What you have to do: Within the entries below, the lines from the one with "Each instance of the green" through the one with "Each instance of the rod" are to be set down exactly, both ends kept.

Records for this exercise:
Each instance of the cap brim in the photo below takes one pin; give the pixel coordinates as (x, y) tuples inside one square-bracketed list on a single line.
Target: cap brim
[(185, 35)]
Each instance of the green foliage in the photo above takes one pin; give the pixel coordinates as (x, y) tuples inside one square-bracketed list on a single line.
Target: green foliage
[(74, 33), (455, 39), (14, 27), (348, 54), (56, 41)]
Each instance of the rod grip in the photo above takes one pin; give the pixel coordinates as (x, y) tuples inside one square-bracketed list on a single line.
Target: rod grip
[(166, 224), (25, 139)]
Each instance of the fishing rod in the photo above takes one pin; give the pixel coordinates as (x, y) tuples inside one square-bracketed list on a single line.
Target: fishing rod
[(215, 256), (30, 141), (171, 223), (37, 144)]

...

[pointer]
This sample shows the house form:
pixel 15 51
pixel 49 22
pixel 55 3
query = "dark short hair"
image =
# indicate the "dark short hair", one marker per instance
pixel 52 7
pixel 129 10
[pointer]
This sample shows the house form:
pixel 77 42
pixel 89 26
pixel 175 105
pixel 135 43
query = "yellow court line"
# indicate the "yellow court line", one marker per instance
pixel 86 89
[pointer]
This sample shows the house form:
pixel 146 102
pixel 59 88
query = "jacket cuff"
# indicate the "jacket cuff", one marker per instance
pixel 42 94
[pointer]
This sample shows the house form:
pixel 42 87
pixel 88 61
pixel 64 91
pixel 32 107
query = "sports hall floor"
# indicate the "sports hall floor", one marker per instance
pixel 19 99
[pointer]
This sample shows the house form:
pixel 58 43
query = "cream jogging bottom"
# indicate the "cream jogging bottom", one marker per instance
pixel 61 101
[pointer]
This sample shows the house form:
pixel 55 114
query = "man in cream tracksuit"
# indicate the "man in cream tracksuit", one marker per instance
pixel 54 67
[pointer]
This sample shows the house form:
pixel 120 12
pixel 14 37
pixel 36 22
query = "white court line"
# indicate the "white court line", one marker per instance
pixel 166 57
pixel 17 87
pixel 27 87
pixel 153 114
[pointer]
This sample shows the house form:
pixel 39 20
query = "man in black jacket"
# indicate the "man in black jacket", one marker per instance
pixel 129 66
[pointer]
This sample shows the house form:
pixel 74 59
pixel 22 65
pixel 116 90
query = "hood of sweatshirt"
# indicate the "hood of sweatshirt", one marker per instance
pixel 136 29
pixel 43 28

Result of the exercise:
Each instance of the green foliage in the photo above takes one pin; give the pixel coordinates as (x, y) tuples inside one square-bracketed list on a single line.
Target: green foliage
[(74, 33), (455, 39), (14, 27), (348, 54), (56, 41)]
Each instance of the rod grip in the photo above takes one pin; give the pixel coordinates as (x, y) tuples inside one square-bracketed list on a single line.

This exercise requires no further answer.